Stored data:
----

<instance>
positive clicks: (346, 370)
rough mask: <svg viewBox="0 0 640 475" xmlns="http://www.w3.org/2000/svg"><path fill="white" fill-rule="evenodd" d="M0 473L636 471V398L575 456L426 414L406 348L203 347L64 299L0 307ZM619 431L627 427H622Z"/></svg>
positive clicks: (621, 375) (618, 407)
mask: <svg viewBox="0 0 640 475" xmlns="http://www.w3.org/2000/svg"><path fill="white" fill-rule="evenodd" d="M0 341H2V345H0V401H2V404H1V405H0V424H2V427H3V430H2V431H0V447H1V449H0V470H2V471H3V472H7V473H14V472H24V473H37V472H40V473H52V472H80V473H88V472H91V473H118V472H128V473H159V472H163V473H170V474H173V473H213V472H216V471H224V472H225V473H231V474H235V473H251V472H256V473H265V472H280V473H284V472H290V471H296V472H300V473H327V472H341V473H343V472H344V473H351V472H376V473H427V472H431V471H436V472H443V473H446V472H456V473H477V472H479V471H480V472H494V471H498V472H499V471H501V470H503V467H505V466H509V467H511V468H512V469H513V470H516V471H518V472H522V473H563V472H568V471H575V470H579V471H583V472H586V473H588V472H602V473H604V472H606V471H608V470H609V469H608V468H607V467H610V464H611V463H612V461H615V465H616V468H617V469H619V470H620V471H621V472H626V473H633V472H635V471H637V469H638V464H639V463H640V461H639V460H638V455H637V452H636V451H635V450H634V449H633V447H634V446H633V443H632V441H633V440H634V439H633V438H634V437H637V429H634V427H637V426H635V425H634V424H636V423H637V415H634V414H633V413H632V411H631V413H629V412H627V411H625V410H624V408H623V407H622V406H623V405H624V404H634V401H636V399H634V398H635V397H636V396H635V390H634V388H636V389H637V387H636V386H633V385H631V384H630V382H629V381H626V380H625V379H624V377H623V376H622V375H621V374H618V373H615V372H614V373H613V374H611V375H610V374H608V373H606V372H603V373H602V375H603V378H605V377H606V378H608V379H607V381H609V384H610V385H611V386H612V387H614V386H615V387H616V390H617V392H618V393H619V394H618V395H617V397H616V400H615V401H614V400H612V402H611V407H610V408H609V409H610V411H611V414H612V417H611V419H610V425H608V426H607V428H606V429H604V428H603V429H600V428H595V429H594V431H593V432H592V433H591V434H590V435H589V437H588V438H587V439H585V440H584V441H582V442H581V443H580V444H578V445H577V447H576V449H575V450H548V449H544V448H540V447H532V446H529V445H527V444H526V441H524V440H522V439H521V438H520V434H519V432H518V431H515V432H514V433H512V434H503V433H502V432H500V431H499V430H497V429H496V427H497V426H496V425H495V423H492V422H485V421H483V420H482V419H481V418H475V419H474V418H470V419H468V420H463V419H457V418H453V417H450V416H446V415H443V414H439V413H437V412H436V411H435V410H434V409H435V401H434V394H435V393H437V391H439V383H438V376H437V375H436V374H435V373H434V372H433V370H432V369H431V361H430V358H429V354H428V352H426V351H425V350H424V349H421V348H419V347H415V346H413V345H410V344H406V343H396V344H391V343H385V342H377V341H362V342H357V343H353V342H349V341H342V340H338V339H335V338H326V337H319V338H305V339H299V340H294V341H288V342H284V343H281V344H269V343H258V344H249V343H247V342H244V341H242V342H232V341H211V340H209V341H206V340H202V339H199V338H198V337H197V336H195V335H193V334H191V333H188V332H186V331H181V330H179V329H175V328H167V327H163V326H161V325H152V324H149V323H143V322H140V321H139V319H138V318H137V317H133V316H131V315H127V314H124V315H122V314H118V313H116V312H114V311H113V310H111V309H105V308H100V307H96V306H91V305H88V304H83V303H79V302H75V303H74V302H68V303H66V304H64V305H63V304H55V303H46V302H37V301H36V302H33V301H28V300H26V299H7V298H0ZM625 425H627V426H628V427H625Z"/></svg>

----

**Exercise requirements**
Rewrite the data above, renaming "positive clicks" to "foreground clicks" in every place it occurs and leaving everything else unchanged.

**The answer**
<instance>
foreground clicks: (346, 370)
rough mask: <svg viewBox="0 0 640 475" xmlns="http://www.w3.org/2000/svg"><path fill="white" fill-rule="evenodd" d="M0 473L636 471V398L575 456L426 414L406 348L203 347L64 299L0 307ZM619 431L627 427H622Z"/></svg>
foreground clicks: (621, 375) (618, 407)
mask: <svg viewBox="0 0 640 475" xmlns="http://www.w3.org/2000/svg"><path fill="white" fill-rule="evenodd" d="M0 341H2V345H0V401H2V404H1V405H0V424H2V427H3V430H2V431H0V447H1V449H0V470H2V471H3V472H7V473H14V472H24V473H37V472H40V473H52V472H80V473H88V472H91V473H118V472H128V473H159V472H163V473H170V474H173V473H213V472H216V471H224V472H225V473H231V474H235V473H251V472H256V473H265V472H280V473H284V472H290V471H296V472H300V473H327V472H341V473H343V472H344V473H351V472H376V473H427V472H431V471H436V472H443V473H446V472H456V473H477V472H479V471H480V472H494V471H498V472H499V471H501V470H503V467H505V466H509V467H511V468H512V469H513V470H516V471H518V472H522V473H563V472H568V471H575V470H579V471H583V472H586V473H588V472H602V473H604V472H606V471H608V470H609V469H608V468H607V467H610V464H611V463H612V461H615V465H616V468H617V469H619V470H620V471H621V472H626V473H633V472H635V471H637V469H638V464H639V463H640V461H639V460H638V455H637V452H636V451H635V450H634V449H633V447H634V446H633V443H632V441H633V440H634V439H633V438H634V437H637V429H634V427H637V426H635V425H634V424H636V423H637V415H634V414H633V413H632V411H631V413H629V412H627V411H625V410H624V408H623V407H622V406H623V405H624V404H634V401H636V399H634V398H635V397H636V396H635V390H634V388H636V389H637V387H636V386H633V385H631V384H630V382H629V381H626V380H625V379H624V377H623V376H622V375H621V374H618V373H615V372H614V373H613V374H611V375H610V374H608V373H606V372H603V373H602V375H603V378H605V377H606V378H608V379H607V381H609V384H610V385H611V386H612V387H614V386H615V387H616V390H617V392H618V393H619V394H618V395H617V397H616V400H615V401H614V400H612V402H611V407H610V408H609V409H610V411H611V414H612V417H611V419H610V425H608V426H607V428H606V429H604V428H603V429H600V428H595V429H594V431H593V432H592V433H591V434H590V435H589V437H588V438H587V439H585V440H584V441H582V442H581V443H580V444H578V445H577V447H576V449H575V450H548V449H544V448H540V447H532V446H529V445H527V444H526V441H524V440H522V439H521V438H520V434H519V432H518V431H515V432H514V433H512V434H503V433H502V432H500V431H499V430H497V429H496V427H497V426H496V425H495V423H492V422H485V421H483V420H482V419H481V418H475V419H474V418H470V419H468V420H463V419H457V418H453V417H450V416H446V415H443V414H439V413H437V412H436V411H435V410H434V409H435V401H434V394H435V393H437V391H439V383H438V376H437V375H436V374H435V373H434V372H433V370H432V369H431V361H430V358H429V354H428V352H426V351H425V350H424V349H421V348H419V347H415V346H413V345H410V344H406V343H396V344H391V343H385V342H377V341H362V342H357V343H353V342H349V341H342V340H338V339H335V338H326V337H319V338H305V339H299V340H294V341H288V342H284V343H281V344H269V343H258V344H249V343H247V342H244V341H242V342H232V341H211V340H209V341H206V340H202V339H199V338H198V337H197V336H195V335H193V334H191V333H188V332H186V331H181V330H179V329H175V328H167V327H163V326H161V325H152V324H149V323H143V322H140V321H139V319H138V318H137V317H133V316H131V315H127V314H124V315H122V314H118V313H116V312H114V311H113V310H111V309H105V308H100V307H96V306H91V305H88V304H83V303H79V302H75V303H74V302H68V303H66V304H64V305H63V304H55V303H46V302H37V301H36V302H33V301H28V300H26V299H7V298H0ZM625 425H627V426H628V427H625Z"/></svg>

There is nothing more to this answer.